Texte à lire:

■ ■ ■ ■ ■

Ils sont moins chers car la main-d'œuvre en Chine est dix fois moins coûteuse. Les consommateurs en profitent. Mais cette invasion de biens made in China est en train d'achever le restant de l'outil productif. Usines et ateliers ferment. On licencie dans le secteur. Ce désastre est dû à des erreurs de stratégie industrielle. Explication.
Des tee-shirts à 500 dinars, des pulls à 100 dinars, des baskets à 700 dinars, des ensembles pour enfants entre 700 et 800 dinars… Au Bazar de “Dubaï”, non loin de l'aéroport international d'Alger, au marché du 1er-Mai, dans les magasins des rues d'Alger, les produits “made in China”, très prisés, largement moins chers que la production locale, envahissent le marché algérien. L'Algérie n'est pas encore membre de l'Organisation mondiale du commerce et pourtant elle enregistre déjà un déferlement des produits chinois sur son marché. Très pessimiste, M. Réda Hamiani, le patron de la célèbre marque de chemise Redman, explique que “devant la production chinoise dont la couverture des besoins du marché en matière de vêtements va passer de 29 à 50% rien qu'aux Etats-Unis, il faut s'attendre à ce que les dernières entreprises encore en activité décident de l'arrêt de leurs ateliers”.
Des pays comme l'Algérie ne pourront jamais se battre sur les coûts. “C'est perdu d'avance”, soulignent des professionnels du secteur. C'est que le salaire d'un ouvrier chinois est 10 fois plus bas qu'en Algérie, au Maroc et en Tunisie. La présence chinoise sur le commerce local est visible un peu partout à Alger. Dans toutes les grandes villes du pays, les quartiers où le trabendo est florissant sont en train de changer de physionomie avec l'installation permanente de commerces chinois qui exercent dans l'informel.
Quelque 3 000 emplois sur 250 000 ont été supprimés dans le secteur textile tunisien, principal poste d'exportations du pays, depuis le démantèlement des accords multi-fibres en janvier dernier, selon un bilan officiel publié récemment. En Algérie, difficile d'obtenir des chiffres sur l'impact de ce déferlement des produits chinois. Ce qui est sûr, c'est que “la descente aux enfers” du secteur du textile en Algérie ne date pas de janvier dernier, date du démantèlement des accords multifibres.

■ ■ ■ ■ ■

Données fournies:

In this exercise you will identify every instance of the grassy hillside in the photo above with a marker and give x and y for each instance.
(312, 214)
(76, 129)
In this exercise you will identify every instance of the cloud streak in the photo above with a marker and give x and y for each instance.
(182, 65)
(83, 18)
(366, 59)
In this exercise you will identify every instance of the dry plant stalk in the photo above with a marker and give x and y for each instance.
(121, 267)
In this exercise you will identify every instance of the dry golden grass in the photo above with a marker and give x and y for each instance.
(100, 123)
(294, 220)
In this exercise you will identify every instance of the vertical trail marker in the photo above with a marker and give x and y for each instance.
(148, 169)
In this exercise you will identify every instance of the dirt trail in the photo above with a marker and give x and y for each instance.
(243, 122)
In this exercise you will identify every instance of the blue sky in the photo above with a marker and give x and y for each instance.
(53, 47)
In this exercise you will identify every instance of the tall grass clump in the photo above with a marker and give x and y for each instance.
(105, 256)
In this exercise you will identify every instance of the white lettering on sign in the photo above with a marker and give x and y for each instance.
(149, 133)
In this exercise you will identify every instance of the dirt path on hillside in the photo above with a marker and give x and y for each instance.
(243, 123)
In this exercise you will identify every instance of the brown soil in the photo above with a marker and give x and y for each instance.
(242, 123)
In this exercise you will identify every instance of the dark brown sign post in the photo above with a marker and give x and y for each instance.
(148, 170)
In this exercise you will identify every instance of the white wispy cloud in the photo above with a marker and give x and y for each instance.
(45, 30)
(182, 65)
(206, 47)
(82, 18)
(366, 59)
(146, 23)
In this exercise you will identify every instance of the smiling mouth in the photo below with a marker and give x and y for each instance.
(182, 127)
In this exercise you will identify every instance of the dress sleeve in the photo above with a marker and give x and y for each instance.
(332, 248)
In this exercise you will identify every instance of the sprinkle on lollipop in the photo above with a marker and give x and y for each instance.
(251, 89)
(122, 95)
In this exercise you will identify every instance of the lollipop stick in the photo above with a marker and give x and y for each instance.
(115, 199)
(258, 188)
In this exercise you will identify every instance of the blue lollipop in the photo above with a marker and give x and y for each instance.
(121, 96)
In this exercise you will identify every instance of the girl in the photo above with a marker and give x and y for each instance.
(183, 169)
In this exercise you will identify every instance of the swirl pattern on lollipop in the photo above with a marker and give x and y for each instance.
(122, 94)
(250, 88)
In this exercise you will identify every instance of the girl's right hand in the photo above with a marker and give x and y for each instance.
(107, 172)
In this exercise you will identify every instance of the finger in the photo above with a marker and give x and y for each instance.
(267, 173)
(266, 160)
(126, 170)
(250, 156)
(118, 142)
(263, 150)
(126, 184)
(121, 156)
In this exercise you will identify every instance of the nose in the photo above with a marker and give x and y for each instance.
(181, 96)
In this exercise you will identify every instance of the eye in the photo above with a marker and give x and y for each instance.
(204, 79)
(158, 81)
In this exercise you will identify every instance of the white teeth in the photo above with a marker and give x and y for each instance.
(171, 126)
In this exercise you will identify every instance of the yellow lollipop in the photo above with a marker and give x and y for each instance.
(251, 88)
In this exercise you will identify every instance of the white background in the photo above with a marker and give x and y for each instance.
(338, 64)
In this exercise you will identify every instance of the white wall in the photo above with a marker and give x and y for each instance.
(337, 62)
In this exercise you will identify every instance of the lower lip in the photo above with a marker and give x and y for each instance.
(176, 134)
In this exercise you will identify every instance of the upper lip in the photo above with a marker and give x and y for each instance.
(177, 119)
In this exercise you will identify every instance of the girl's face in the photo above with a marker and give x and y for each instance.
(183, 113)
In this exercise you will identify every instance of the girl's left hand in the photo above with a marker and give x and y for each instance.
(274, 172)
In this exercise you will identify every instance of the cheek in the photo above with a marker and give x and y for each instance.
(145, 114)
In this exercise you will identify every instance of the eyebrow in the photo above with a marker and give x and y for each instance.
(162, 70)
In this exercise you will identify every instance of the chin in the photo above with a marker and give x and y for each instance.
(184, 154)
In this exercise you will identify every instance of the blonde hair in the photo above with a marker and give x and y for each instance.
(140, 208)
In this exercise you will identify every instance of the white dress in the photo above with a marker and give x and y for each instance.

■ ■ ■ ■ ■

Objectif du travail:
Reprenez sous forme de liste le paragraphe du texte à lire qui commence par « Des pays comme l'Algérie », en gardant ses faits essentiels. Appuyez-vous uniquement sur le texte.

Réponse attendue:
- Selon des professionnels du secteur, des pays comme l'Algérie ne pourront jamais rivaliser sur les coûts.
- Le salaire d'un ouvrier chinois est dix fois plus bas qu'en Algérie, au Maroc et en Tunisie.
- La présence chinoise dans le commerce local se voit un peu partout à Alger.
- Dans les grandes villes du pays, les quartiers où prospère le trabendo changent d'aspect avec l'installation permanente de commerces chinois informels.